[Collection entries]
****************

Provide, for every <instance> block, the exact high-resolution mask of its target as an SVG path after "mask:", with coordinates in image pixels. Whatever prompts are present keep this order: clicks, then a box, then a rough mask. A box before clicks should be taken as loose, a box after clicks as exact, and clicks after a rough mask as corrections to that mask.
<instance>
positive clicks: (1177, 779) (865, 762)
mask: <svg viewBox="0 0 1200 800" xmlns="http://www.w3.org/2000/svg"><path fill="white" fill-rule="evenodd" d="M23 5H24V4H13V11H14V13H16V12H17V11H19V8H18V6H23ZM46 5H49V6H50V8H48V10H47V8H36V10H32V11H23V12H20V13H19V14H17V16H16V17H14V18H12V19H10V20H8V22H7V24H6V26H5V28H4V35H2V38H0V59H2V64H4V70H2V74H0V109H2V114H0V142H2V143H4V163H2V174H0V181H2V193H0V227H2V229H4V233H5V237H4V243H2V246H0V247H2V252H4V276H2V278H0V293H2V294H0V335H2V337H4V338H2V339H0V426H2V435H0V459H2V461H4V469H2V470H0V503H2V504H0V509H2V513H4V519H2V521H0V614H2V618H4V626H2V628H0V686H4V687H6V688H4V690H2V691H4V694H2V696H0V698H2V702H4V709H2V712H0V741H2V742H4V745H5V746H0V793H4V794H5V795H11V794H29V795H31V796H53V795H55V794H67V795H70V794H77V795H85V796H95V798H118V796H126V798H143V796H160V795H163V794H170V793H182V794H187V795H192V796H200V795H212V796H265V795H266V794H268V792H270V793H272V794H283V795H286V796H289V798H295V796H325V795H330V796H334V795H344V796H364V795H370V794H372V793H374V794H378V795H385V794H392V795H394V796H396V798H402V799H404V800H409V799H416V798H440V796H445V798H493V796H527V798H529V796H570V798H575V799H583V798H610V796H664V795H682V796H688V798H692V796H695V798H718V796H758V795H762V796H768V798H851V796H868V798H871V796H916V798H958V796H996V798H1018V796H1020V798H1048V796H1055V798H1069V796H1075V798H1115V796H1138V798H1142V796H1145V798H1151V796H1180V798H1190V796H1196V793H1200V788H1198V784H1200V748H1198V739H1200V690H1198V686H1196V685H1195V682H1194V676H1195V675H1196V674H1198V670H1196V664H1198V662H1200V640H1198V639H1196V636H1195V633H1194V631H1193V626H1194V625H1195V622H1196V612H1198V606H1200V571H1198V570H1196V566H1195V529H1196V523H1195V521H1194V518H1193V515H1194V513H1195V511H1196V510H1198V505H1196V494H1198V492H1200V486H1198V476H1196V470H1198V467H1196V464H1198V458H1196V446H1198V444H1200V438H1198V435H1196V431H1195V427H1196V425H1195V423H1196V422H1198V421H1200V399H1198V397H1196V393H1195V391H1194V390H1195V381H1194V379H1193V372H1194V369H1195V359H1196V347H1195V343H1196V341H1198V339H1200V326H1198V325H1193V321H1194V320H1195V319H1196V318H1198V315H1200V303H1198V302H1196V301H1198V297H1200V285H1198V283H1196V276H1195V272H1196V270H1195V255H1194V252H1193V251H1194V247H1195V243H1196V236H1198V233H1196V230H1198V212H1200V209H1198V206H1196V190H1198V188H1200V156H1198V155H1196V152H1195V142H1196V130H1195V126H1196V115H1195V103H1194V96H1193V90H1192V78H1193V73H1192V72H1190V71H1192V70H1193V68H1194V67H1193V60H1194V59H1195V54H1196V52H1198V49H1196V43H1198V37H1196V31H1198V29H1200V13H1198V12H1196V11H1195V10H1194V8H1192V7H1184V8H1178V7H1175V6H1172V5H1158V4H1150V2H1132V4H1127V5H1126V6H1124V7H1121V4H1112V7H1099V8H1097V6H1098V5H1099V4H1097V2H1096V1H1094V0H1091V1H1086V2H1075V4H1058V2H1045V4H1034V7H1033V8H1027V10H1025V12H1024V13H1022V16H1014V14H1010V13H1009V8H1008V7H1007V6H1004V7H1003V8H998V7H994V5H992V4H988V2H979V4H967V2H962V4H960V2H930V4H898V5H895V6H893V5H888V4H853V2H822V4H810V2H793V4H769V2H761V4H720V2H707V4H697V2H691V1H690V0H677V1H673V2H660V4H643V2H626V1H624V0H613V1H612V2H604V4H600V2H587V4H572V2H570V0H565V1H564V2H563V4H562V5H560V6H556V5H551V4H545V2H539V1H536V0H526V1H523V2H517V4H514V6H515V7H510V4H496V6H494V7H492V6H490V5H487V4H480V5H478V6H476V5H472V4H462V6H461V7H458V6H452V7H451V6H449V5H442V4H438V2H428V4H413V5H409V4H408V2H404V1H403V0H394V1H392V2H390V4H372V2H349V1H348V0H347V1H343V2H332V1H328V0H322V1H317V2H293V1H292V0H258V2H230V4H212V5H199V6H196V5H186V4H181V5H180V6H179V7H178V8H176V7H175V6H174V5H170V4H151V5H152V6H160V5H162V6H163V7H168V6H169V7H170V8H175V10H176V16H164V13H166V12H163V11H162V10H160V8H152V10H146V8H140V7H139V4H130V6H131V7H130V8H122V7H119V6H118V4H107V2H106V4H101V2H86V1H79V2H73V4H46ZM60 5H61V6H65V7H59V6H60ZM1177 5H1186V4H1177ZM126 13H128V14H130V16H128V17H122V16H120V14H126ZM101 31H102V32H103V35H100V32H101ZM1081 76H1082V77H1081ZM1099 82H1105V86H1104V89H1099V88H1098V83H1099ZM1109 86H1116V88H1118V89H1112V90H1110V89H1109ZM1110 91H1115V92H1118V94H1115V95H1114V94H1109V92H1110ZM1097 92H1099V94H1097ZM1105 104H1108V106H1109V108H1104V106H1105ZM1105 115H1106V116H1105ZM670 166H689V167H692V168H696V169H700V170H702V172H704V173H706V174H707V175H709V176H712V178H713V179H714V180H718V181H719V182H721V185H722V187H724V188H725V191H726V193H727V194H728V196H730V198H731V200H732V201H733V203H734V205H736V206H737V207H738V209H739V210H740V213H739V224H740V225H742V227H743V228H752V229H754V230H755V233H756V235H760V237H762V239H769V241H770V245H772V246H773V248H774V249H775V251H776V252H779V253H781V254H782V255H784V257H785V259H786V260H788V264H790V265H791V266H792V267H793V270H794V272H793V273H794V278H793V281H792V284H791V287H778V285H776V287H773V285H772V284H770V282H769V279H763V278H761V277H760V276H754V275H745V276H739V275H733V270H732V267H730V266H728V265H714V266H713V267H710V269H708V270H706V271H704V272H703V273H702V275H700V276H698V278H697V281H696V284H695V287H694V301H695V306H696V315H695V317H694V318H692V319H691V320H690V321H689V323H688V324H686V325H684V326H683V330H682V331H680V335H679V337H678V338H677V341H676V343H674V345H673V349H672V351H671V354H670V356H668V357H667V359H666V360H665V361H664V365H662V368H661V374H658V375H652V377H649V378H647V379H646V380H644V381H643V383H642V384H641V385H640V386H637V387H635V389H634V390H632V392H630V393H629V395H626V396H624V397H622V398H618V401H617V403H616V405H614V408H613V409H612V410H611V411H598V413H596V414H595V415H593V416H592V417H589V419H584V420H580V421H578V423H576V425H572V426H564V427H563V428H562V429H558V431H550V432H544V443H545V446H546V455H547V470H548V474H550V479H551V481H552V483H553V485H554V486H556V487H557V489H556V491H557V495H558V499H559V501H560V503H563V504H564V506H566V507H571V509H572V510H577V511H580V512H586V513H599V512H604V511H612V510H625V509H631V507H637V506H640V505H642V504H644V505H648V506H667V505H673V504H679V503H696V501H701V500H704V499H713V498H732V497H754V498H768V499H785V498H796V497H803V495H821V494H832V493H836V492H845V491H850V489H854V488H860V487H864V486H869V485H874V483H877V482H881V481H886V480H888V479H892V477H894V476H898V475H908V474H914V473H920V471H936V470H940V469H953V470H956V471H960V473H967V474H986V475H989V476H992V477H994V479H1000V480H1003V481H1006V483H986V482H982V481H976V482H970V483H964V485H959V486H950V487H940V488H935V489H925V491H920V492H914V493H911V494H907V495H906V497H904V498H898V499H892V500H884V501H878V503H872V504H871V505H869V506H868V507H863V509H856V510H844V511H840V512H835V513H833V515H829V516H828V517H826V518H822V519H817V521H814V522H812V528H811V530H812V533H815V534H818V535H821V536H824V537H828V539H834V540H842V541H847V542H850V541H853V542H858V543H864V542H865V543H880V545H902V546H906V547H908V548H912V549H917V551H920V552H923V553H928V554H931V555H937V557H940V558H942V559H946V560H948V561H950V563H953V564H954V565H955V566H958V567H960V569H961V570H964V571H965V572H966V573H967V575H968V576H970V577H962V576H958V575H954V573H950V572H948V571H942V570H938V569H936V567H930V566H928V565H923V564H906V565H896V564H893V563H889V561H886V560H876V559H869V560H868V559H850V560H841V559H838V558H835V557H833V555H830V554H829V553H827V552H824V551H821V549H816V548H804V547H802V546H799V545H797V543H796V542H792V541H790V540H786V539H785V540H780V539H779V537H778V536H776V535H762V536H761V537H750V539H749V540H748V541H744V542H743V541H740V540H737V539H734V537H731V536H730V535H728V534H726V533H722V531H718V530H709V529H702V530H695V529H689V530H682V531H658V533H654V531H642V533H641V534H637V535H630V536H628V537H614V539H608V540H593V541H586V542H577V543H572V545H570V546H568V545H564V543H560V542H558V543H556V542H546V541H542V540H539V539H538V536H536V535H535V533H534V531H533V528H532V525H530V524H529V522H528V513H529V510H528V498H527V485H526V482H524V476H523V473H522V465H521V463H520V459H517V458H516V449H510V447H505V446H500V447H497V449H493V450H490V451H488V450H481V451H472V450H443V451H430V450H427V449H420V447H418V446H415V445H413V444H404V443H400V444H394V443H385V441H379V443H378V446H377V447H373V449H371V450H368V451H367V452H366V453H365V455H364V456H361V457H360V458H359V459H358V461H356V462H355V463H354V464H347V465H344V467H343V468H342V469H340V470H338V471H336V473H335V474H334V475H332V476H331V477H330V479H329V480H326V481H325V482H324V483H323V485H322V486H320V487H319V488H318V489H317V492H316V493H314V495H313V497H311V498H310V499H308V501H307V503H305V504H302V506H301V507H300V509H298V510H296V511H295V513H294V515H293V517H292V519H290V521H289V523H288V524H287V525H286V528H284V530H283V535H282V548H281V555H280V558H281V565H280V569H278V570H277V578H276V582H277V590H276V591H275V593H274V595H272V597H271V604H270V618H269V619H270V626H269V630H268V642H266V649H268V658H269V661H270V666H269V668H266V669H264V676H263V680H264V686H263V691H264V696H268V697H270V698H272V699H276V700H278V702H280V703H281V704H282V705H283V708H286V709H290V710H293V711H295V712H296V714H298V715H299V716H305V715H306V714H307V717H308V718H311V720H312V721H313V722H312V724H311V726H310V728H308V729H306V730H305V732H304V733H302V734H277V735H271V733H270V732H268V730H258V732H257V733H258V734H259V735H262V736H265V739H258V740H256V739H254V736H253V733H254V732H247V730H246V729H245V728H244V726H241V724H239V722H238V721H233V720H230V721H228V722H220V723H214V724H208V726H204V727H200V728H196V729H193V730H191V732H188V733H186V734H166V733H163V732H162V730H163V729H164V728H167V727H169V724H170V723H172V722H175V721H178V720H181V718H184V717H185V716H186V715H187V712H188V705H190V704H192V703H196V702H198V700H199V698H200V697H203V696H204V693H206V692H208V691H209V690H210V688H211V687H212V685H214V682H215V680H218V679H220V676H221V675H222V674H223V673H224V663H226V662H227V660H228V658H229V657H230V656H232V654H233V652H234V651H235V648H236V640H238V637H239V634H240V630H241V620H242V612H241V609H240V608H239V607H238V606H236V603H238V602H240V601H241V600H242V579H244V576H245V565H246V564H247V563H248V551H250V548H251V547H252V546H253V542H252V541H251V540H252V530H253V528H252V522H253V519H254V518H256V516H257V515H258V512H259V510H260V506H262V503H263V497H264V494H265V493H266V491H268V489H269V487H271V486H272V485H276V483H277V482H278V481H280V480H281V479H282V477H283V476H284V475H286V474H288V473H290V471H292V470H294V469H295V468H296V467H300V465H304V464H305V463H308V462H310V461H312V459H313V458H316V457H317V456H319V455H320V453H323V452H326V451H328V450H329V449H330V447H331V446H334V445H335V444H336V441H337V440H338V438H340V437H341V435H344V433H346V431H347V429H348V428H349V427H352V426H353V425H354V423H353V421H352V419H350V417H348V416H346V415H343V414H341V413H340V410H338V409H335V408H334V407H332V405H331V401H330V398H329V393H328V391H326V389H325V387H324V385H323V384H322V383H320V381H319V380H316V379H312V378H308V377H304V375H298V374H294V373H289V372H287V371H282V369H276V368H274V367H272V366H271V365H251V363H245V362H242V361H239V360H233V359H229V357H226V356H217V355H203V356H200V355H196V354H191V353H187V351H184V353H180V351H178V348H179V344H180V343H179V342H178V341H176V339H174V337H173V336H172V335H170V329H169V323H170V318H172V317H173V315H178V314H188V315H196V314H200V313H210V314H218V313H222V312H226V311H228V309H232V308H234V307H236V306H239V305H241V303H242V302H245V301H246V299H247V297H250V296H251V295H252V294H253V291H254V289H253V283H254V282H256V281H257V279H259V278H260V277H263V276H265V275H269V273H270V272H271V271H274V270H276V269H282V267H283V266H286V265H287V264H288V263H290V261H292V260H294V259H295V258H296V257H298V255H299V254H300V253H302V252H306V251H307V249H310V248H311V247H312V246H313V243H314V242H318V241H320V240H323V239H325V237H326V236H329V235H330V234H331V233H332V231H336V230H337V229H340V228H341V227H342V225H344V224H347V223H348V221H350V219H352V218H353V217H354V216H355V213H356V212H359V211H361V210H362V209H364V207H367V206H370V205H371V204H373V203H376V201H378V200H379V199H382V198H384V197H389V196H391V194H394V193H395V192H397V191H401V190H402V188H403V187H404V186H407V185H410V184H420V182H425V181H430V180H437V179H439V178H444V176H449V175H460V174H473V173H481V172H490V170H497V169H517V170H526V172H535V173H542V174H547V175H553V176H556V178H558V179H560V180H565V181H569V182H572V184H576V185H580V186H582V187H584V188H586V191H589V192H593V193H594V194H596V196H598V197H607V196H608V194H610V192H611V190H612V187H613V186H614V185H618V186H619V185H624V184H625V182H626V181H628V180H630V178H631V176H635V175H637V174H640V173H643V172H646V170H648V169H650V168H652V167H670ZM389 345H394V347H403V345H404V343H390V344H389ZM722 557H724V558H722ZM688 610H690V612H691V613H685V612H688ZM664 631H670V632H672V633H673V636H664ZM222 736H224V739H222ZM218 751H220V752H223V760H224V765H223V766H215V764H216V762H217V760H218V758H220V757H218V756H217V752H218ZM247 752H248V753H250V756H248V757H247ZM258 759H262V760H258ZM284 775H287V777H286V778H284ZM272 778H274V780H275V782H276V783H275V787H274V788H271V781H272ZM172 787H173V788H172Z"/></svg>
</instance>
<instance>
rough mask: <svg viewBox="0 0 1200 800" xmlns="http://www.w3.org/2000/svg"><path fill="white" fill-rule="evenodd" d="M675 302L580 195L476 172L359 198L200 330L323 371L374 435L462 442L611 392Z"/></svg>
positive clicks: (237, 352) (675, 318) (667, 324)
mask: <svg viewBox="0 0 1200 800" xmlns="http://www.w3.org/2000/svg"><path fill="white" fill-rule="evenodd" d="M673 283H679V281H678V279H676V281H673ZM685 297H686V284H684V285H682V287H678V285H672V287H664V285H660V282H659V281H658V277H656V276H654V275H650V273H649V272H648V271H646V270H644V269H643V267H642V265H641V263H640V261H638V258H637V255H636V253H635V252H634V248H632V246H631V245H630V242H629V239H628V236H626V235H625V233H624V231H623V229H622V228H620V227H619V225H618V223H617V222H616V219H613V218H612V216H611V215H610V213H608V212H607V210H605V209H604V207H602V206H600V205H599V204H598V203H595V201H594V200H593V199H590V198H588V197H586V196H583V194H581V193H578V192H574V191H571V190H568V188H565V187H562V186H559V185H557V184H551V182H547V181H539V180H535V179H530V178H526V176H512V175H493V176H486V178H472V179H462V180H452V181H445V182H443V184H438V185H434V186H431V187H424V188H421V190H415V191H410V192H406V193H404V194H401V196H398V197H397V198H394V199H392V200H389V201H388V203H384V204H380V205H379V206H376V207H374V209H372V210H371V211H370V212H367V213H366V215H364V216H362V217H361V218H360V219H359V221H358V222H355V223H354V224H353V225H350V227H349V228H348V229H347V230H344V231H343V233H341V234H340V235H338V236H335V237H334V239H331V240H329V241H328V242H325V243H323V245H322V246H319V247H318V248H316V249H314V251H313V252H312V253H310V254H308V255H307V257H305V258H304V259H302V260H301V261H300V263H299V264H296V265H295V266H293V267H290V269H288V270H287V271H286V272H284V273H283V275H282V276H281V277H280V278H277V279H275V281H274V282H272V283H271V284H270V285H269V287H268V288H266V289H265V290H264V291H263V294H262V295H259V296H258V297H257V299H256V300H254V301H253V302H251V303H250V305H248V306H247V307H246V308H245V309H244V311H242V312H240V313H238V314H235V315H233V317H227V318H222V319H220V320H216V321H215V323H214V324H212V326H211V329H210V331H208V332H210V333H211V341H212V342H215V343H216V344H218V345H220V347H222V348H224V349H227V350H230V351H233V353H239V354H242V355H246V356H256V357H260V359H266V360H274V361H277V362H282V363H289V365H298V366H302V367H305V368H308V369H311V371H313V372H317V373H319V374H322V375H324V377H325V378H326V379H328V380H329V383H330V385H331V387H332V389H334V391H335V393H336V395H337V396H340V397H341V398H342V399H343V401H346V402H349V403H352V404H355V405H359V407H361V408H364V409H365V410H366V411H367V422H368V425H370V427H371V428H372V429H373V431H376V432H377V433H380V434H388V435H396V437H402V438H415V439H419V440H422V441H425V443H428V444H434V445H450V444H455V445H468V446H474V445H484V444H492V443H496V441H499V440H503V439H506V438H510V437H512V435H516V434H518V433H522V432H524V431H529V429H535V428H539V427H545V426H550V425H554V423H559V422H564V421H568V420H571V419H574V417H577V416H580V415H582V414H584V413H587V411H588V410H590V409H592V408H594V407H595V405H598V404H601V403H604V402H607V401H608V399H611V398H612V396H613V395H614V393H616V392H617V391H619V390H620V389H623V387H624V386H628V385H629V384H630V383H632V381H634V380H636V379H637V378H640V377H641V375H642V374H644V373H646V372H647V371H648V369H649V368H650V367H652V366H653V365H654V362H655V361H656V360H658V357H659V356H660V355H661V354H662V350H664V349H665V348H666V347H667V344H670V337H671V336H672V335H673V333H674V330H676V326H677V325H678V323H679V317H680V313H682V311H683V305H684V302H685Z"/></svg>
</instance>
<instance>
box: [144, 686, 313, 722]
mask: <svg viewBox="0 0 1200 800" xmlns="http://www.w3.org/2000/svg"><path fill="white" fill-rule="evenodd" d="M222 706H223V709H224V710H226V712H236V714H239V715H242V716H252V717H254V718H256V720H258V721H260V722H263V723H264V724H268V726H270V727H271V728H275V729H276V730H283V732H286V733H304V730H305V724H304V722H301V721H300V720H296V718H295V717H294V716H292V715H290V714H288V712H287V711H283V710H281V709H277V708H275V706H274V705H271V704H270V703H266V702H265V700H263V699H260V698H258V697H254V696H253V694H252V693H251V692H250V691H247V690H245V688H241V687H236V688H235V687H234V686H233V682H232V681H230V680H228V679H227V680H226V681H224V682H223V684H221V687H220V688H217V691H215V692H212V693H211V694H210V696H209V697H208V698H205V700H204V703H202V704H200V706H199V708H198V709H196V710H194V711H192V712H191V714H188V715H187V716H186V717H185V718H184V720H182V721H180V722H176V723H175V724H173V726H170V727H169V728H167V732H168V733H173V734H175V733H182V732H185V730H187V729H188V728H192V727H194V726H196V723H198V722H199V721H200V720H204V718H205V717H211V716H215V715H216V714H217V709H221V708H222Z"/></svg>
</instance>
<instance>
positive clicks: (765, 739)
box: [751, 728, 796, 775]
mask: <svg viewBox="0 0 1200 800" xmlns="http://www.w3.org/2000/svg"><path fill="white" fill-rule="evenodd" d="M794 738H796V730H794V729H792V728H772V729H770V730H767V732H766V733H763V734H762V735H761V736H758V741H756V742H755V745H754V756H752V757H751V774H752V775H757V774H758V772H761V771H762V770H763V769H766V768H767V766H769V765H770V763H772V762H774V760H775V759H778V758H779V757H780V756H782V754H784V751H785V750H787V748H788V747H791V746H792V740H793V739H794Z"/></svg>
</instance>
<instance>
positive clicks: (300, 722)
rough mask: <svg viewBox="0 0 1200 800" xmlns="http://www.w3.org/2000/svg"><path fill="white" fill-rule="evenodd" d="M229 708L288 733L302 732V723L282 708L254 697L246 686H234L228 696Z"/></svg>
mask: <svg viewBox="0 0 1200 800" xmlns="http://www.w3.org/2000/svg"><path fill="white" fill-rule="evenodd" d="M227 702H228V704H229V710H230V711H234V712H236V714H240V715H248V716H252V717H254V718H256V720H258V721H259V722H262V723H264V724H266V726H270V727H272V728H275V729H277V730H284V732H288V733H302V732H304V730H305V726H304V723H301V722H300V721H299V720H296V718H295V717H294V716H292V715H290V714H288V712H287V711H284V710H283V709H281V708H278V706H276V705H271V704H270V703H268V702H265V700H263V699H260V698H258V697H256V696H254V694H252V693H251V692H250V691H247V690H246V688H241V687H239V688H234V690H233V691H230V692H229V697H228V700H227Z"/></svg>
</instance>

****************

**Exercise goal**
When a line above contains the string "positive", copy that line.

**Task result**
positive clicks: (1177, 779) (865, 762)
positive clicks: (237, 352) (675, 318) (667, 324)
positive clicks: (765, 739)
positive clicks: (300, 722)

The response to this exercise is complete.